— What is required —
In the entries that follow, identify the line containing "Labeling tool output request: for every visible red" and return it together with all later lines, exactly as they appear.

====== Data supplied

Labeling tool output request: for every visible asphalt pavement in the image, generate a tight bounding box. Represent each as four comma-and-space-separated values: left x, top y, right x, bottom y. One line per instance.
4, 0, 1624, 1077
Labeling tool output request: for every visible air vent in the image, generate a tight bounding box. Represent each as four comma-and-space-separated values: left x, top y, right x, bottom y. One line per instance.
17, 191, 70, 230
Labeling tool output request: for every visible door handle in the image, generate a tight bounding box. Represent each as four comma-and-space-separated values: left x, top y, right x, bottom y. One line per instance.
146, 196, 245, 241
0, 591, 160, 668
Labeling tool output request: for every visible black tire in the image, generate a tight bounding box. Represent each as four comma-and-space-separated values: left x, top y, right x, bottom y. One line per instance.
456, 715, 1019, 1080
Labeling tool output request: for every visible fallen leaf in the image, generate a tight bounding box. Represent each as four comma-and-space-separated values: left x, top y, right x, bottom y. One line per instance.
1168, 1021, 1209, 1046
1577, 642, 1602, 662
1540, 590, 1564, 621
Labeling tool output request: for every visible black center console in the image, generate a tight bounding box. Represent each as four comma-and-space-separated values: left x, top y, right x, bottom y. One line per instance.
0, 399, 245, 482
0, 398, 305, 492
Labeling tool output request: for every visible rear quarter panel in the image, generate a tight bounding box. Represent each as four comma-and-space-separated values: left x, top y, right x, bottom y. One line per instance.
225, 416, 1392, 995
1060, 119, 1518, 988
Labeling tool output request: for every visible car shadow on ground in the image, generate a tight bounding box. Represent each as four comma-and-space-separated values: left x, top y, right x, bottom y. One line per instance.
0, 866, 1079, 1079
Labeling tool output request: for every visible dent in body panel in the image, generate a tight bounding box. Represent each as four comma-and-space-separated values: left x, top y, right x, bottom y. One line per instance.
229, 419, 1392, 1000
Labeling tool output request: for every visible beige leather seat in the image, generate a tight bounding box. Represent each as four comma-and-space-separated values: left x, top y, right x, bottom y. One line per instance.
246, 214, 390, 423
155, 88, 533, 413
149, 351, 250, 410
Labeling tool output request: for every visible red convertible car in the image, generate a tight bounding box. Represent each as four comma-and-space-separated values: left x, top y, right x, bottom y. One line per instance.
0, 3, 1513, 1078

============

— Solution below —
Labeling tool output request: for every visible red convertible car in the image, generate a tight bounding box. Represent each as four comma-and-space-separated values: left x, top y, right x, bottom y. One line per instance.
0, 3, 1513, 1078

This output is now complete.